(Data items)
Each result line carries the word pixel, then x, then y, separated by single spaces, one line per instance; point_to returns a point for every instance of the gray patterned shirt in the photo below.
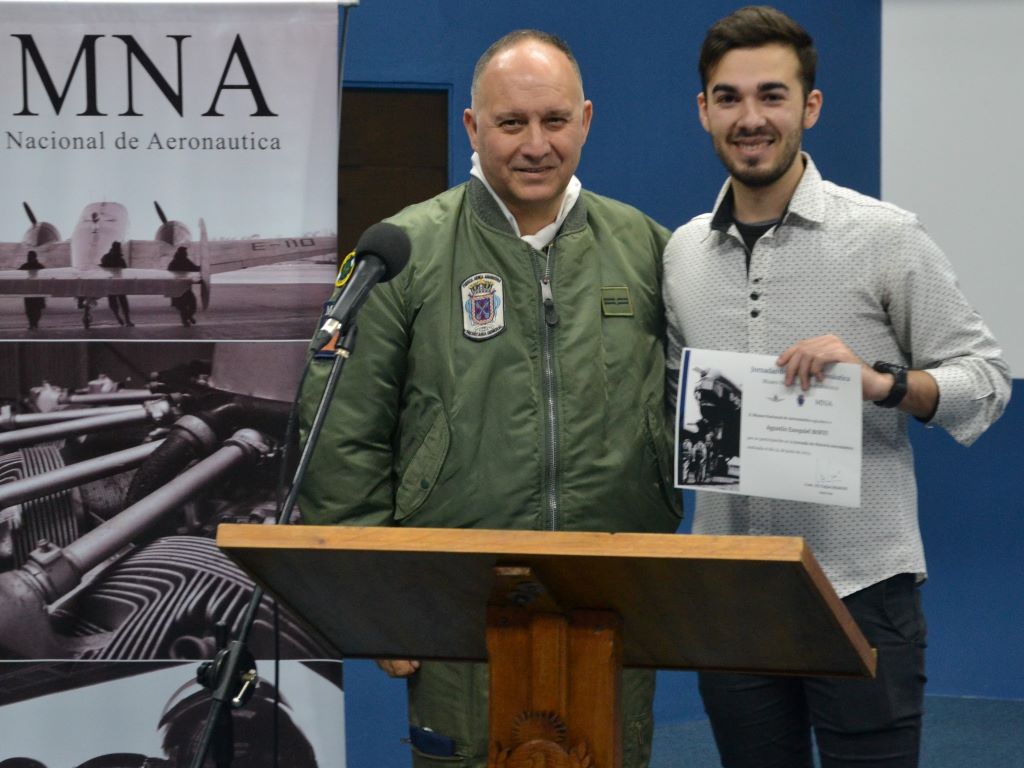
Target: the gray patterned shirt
pixel 847 264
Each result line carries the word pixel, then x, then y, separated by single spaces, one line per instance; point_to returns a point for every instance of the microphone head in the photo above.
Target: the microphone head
pixel 389 244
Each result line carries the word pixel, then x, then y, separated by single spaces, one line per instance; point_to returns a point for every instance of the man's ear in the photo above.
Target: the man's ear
pixel 588 115
pixel 702 111
pixel 469 120
pixel 812 109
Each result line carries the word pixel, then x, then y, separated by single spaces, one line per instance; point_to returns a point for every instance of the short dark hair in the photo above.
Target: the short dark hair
pixel 514 38
pixel 751 28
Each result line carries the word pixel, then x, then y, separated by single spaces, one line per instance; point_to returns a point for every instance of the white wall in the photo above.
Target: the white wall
pixel 952 142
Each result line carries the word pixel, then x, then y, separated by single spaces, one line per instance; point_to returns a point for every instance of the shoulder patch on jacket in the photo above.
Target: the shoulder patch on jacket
pixel 482 306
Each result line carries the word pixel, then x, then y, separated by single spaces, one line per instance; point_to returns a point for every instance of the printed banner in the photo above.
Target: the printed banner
pixel 169 169
pixel 169 178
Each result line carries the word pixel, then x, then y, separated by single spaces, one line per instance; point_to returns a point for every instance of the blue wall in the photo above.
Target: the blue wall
pixel 639 67
pixel 646 147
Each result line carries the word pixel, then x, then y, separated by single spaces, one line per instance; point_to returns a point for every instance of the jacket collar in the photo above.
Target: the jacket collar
pixel 486 208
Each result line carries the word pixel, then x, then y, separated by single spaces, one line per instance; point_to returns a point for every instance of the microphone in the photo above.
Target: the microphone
pixel 380 254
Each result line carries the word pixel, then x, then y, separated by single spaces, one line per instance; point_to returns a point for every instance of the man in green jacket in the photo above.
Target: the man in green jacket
pixel 512 375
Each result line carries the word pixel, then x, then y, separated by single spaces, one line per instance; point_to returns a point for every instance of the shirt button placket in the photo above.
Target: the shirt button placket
pixel 757 334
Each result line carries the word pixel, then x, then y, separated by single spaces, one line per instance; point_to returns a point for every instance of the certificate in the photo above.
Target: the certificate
pixel 740 430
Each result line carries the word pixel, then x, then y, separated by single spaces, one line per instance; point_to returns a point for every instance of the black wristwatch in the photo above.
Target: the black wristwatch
pixel 898 392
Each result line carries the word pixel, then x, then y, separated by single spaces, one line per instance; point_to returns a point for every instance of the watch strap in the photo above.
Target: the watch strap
pixel 898 392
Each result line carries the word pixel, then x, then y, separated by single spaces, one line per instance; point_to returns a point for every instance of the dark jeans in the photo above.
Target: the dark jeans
pixel 765 722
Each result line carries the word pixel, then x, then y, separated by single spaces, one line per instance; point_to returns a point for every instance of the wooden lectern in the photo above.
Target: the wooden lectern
pixel 558 614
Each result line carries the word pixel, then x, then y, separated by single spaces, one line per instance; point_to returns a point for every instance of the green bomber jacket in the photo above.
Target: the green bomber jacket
pixel 471 401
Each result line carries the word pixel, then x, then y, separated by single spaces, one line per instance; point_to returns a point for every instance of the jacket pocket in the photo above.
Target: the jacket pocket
pixel 424 467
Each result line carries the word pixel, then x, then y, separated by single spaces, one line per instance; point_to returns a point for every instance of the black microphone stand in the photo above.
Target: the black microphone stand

Prompt :: Without altering a word, return all of the records above and leave out their pictures.

Your response ::
Each result line carries the word pixel, then x, then y, separated by single spaces, one line per instance; point_to returns a point for every instance of the gray patterned shirt in the photo below.
Target: the gray patterned shirt
pixel 847 264
Each result line carries the word pixel, then x, then y, separated by single spaces, one line per instance; point_to returns a point for every instance of the microphone head in the photo above.
Target: the microphone head
pixel 389 244
Each result line carries the word pixel, then x, then y, separated by single spaces, one line per instance; point_to returns a point for every instance of the man's ear in the photo above.
Target: the man's ear
pixel 588 115
pixel 702 111
pixel 469 120
pixel 812 109
Each result line carries the word pixel, then x, then y, separated by single spaces, one line per instance; point_to returns a point for every instance of the short dark hair in the photo above.
Target: the short dark hair
pixel 514 38
pixel 751 28
Each result line carries the word pixel, then x, then y, separated by single spaces, one line per instance; point_to returns a point for every instance of the white wall in the photo above.
Target: the white wall
pixel 952 142
Each result line carries the word pixel, then x, then y, separated by single spaces, one line per instance; point_to returns a point for every instance of the shoulder patch on jacket in the photo above.
Target: the shoulder patch on jacket
pixel 482 306
Each result line carries the word pixel, then x, then y, separated by single spaces, one line per instance; point_to returns a point for every instance of the printed banner in the photo above.
Target: the printed banner
pixel 169 169
pixel 169 178
Each result line carries the word pixel, then x, then y, separated by single spaces, one line per instance; point_to returns a point for every instance of the blue wall in the photo above.
Target: the blue wall
pixel 639 67
pixel 646 147
Each result line carries the word pixel, then x, then y, separated by single spaces, one line per instance; point_to returns a point for every instance of the jacket collar in the photo above.
Target: the jacket collar
pixel 486 208
Each result line carries the word pixel, then x, then y, separated by single spaces, one line per instance; point_to returns a point for every instance of the microphone in the photo above.
Target: the microphone
pixel 380 254
Each result line carries the word pixel, then x, then y, separated by single spaces, one line per instance; point_to returns a point for every instance of the man in green jacket in the photo above.
Target: the man in green jacket
pixel 512 375
Each result line carries the word pixel, then x, then y, separated by single spaces, one line per instance; point_to returns a point for every instance of the shirt button placket in the photo above.
Target: the shirt button placket
pixel 757 334
Each result line carries the word pixel, then x, then y, separated by single spaces, one line per instance; point_to returns a point for every instance of the certificate in the photo above.
Target: the certificate
pixel 740 430
Each result line carries the word pixel, then x, then y, separated by single spaces, one line per instance; point_to returns a point for every instance of the black wristwatch in the photo above.
Target: the black wristwatch
pixel 898 392
Each result line carries the word pixel, then x, then y, separated by single spaces, one line per instance; point_to returns a point for every instance of the watch strap in the photo above.
Target: the watch strap
pixel 898 392
Each result line carries the word pixel, then x, then y, separated by single spaces, one line per instance; point_to returns a point for every instance of the dark jeans in the photo above.
Target: the dark jeans
pixel 765 722
Each result line carries the word pixel, then x, then y, separated by single spaces, one line per instance; point_to returns a point for every instance of the wooden lectern in the photo above.
Target: the wooden lectern
pixel 558 614
Each result line carries the word pixel, then x, then y, separated by single spaces, one line per instance; point_to returns a point for every instance of the green bomber jacket in the photo above.
Target: the green bomber jacket
pixel 471 401
Each result line carries the word pixel, then x, then y, separated by single spaces, one line per instance; point_to returns a point for every instance of the jacket pocket in the photo above.
Target: the jacket pocket
pixel 424 467
Each result line carries the word pixel, then x, then y, separated by single spaces, one line per instance; point_to returns a point for every instance of the black microphone stand in the photo above.
Target: the black microphone stand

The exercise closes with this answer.